Given exercise: Reproduce the rows from the line holding "notation: point(456, 5)." through the line holding "point(74, 216)", inclusive, substituting "dormer window" for each occurrence of "attic window" and changing nothing else.

Available records:
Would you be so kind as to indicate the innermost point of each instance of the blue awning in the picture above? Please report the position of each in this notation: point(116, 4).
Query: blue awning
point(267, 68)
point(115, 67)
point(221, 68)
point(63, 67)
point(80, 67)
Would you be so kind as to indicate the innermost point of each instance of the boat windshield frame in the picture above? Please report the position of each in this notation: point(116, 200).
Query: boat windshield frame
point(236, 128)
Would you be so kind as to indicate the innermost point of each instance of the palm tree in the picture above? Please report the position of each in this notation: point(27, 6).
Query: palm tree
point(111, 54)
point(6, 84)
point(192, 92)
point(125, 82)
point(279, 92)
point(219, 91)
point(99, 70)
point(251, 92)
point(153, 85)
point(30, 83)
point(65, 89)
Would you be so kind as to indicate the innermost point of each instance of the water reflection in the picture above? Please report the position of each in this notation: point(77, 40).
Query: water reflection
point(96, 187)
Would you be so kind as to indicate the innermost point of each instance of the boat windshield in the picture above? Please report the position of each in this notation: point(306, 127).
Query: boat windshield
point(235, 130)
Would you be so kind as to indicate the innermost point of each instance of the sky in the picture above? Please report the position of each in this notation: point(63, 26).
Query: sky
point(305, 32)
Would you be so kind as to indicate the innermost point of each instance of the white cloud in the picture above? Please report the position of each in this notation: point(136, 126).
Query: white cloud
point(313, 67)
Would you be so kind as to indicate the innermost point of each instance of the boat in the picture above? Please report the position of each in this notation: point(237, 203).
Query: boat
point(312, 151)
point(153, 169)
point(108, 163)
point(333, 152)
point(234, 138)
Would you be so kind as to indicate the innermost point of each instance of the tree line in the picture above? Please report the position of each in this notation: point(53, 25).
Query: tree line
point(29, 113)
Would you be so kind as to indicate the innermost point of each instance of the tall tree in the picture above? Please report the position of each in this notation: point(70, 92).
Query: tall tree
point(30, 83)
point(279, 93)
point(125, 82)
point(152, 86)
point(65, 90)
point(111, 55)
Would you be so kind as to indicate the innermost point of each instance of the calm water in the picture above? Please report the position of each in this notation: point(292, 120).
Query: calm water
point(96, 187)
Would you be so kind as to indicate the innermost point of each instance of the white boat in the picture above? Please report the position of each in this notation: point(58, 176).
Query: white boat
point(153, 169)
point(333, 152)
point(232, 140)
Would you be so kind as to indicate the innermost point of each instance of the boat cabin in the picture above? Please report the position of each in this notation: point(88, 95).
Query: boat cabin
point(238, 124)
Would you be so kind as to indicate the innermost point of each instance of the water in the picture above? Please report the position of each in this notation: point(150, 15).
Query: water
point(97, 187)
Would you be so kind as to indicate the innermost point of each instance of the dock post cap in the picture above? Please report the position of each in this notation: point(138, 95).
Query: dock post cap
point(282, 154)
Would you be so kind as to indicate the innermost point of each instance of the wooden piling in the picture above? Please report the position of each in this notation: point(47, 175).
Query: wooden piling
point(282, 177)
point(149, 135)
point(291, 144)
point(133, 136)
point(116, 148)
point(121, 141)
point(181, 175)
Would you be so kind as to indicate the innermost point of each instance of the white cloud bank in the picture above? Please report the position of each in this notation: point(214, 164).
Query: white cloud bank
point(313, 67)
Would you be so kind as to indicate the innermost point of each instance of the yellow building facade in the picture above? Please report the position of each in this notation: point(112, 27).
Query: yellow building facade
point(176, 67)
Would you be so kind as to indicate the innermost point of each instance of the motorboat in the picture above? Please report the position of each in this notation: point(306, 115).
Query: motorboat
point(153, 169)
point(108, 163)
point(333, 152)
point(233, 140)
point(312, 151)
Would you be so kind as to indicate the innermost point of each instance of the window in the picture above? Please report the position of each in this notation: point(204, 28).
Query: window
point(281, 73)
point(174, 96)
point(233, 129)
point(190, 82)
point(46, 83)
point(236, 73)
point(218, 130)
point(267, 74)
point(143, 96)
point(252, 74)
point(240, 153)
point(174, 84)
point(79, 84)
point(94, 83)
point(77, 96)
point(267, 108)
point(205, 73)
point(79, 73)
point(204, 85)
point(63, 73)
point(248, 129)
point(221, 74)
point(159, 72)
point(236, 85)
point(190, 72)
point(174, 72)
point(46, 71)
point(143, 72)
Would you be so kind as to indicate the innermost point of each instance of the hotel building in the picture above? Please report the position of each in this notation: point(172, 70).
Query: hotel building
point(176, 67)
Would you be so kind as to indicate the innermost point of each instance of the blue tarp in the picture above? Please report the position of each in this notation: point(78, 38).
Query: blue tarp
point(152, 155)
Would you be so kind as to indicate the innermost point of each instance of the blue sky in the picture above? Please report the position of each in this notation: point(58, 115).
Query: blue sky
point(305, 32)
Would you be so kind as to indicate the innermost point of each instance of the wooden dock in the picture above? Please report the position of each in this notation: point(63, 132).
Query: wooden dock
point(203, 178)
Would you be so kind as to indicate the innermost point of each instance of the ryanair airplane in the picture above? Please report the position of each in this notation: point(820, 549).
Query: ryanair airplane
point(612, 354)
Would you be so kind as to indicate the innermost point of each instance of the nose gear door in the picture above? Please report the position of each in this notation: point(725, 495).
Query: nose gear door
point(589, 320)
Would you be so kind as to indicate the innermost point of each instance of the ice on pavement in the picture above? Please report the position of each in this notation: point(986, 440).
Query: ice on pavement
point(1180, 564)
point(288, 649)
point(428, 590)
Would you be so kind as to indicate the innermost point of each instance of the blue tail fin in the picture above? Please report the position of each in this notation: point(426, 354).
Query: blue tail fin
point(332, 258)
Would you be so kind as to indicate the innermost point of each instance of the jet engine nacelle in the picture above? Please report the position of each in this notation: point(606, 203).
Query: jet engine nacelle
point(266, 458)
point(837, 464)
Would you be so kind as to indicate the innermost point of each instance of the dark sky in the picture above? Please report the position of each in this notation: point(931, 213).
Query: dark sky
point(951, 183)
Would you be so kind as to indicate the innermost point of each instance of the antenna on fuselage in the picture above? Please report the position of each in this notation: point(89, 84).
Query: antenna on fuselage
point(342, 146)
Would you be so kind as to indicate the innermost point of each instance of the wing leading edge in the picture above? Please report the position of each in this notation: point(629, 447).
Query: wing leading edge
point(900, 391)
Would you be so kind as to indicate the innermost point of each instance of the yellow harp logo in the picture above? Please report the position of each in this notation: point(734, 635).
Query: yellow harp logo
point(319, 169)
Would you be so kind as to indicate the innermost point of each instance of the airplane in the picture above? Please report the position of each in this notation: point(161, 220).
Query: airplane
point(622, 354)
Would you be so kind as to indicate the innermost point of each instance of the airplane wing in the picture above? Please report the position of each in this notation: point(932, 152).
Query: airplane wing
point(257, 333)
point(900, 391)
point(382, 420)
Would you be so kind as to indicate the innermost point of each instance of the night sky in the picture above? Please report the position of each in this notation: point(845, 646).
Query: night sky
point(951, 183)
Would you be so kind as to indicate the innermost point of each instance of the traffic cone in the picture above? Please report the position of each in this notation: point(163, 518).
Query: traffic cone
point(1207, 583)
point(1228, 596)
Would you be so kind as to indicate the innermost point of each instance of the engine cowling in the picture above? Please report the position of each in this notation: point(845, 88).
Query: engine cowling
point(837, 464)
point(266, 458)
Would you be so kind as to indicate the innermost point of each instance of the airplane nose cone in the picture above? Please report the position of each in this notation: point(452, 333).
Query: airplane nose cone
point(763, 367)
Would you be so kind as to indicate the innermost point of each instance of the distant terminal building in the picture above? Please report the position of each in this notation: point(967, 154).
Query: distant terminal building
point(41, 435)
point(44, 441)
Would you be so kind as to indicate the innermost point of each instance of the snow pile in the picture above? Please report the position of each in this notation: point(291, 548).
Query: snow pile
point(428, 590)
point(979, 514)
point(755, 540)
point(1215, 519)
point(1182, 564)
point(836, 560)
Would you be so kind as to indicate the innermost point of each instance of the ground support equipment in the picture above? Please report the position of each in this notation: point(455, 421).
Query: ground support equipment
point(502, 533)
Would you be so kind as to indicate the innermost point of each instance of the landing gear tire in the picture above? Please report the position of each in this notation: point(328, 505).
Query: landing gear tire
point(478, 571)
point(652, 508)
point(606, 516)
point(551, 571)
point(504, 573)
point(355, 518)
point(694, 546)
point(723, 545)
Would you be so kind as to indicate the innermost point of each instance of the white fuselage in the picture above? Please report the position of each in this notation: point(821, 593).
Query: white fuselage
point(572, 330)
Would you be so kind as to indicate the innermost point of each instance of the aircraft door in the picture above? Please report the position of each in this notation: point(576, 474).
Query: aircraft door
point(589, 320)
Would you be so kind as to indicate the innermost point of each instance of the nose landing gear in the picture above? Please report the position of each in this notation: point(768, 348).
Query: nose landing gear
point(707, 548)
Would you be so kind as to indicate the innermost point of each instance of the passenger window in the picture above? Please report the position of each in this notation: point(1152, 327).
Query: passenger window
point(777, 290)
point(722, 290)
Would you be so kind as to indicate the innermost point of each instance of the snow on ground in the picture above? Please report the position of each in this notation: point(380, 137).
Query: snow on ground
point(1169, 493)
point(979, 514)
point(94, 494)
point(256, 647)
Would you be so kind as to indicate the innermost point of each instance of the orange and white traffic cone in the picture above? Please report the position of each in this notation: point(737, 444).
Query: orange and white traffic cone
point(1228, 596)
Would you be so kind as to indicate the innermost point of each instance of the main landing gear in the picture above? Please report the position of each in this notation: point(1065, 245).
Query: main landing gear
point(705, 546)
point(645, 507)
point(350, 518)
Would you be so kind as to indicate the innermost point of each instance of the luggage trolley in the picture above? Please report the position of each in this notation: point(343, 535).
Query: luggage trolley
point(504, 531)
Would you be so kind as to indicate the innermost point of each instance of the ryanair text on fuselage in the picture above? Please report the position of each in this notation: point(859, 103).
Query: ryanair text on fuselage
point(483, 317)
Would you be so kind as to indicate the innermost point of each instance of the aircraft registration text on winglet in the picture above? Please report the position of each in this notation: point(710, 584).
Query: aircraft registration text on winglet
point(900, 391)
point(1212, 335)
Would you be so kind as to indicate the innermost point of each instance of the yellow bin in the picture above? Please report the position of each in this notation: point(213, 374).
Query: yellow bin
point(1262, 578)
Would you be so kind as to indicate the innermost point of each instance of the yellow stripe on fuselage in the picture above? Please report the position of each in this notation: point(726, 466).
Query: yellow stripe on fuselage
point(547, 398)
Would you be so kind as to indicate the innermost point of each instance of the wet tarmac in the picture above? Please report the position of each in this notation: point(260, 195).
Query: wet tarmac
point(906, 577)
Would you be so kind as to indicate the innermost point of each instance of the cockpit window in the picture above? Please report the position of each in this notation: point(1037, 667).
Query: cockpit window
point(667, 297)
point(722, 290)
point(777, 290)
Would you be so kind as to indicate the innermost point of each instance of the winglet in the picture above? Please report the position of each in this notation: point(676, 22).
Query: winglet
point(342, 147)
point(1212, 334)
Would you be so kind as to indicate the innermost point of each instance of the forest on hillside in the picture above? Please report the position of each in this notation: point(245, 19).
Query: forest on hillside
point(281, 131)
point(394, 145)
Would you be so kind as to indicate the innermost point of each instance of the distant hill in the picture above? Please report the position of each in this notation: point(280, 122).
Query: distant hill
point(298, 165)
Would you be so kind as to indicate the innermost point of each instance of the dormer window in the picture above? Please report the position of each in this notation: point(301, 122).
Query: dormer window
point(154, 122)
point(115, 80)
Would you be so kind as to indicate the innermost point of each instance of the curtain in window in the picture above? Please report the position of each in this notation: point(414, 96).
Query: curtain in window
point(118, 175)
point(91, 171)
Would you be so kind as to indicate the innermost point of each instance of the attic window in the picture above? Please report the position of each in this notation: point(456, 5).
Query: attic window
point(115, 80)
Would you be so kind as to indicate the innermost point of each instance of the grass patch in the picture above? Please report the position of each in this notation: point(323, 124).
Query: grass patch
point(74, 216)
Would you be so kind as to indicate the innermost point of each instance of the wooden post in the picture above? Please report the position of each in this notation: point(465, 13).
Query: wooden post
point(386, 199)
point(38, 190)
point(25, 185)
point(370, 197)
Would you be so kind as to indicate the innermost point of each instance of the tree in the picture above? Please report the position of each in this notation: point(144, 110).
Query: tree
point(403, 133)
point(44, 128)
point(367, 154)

Answer to the problem:
Would you be so kind as to indicate the innermost point of each instance of the dormer window in the picture above? Please report the position of each in this notation: point(456, 5).
Query: dormer window
point(115, 80)
Would you be so kind as to indicate the innermost point of each instance of the grass patch in the picture above? Please report the position of each in this notation: point(323, 124).
Query: grass patch
point(74, 216)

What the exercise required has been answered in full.